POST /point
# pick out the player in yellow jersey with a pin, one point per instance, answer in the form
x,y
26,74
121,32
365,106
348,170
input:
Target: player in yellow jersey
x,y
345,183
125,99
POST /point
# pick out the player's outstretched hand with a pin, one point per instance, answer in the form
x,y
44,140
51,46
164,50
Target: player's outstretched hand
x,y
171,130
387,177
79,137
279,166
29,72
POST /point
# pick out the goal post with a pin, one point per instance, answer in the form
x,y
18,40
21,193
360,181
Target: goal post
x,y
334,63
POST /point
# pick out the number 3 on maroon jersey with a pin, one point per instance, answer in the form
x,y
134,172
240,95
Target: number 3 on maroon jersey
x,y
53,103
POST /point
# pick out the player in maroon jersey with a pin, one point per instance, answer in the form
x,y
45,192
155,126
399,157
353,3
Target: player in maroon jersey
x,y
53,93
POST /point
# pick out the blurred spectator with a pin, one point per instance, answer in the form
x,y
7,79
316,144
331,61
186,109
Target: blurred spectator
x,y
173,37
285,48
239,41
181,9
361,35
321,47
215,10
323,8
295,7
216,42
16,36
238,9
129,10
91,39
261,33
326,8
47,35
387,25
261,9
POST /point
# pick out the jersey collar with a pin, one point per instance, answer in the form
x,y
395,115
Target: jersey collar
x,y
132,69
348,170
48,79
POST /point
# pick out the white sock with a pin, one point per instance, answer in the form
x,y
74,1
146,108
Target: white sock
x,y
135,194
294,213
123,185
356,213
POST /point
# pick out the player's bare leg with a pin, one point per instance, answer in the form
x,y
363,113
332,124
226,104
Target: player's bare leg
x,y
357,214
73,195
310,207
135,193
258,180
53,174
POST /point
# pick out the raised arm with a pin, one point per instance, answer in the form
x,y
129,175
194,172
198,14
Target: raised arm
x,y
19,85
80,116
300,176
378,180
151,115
☆ ☆ ☆
WHAT YOU WILL DO: Restate the listing in full, word for word.

THE RESULT:
POST /point
# pick out the player in yellow jersey with a pin, one point per instance, answer in the form
x,y
26,74
121,32
365,106
348,170
input:
Target: player in yellow jersey
x,y
345,183
125,99
POST /point
# pick out the player's outstretched hand with a pin, one point per instance, answer in the form
x,y
44,140
51,46
164,50
Target: player's outstretched hand
x,y
171,130
387,177
79,137
279,166
29,72
POST /point
# pick out the goal post with a pin, one point per instance, answer in the form
x,y
18,40
21,193
360,181
Target: goal post
x,y
334,63
POST /point
# pick out the number 3 on maroon jersey with a pin, one point per instance, answer in the form
x,y
134,172
240,95
Target: number 3 on maroon jersey
x,y
53,103
POST /point
# pick out the player in maroon jersey with a pin, one point per instance, answer in the form
x,y
45,192
155,126
399,157
353,3
Target: player in maroon jersey
x,y
53,93
POST /point
# pick out the blurred spectator with a pin, one point per instance, answer in the form
x,y
7,79
316,144
331,61
186,109
Target: blurred spectator
x,y
173,37
285,48
239,41
181,9
361,35
321,47
215,10
323,8
295,7
216,42
16,36
238,9
129,10
91,39
261,33
326,8
47,35
387,25
261,9
POST /point
# pick out the jersey collar with a pin, one point per instance, answer in the form
x,y
395,115
Target: jersey collar
x,y
132,69
348,170
48,79
POST /point
# pick out the white sock with a pin, one point per instance, answer in the form
x,y
74,1
146,108
Target: white sock
x,y
135,194
294,213
123,185
356,213
POST /point
# pick out the player's bare leg with a pin, one point per instance, answer in the form
x,y
363,113
332,124
226,104
Target: player's bare leg
x,y
357,214
73,195
310,207
135,193
258,180
53,174
POST /point
# pick out the raised arm with a pin, one point per instance, answer in the form
x,y
129,175
194,172
198,14
Target: raised arm
x,y
19,85
80,116
300,176
378,180
151,115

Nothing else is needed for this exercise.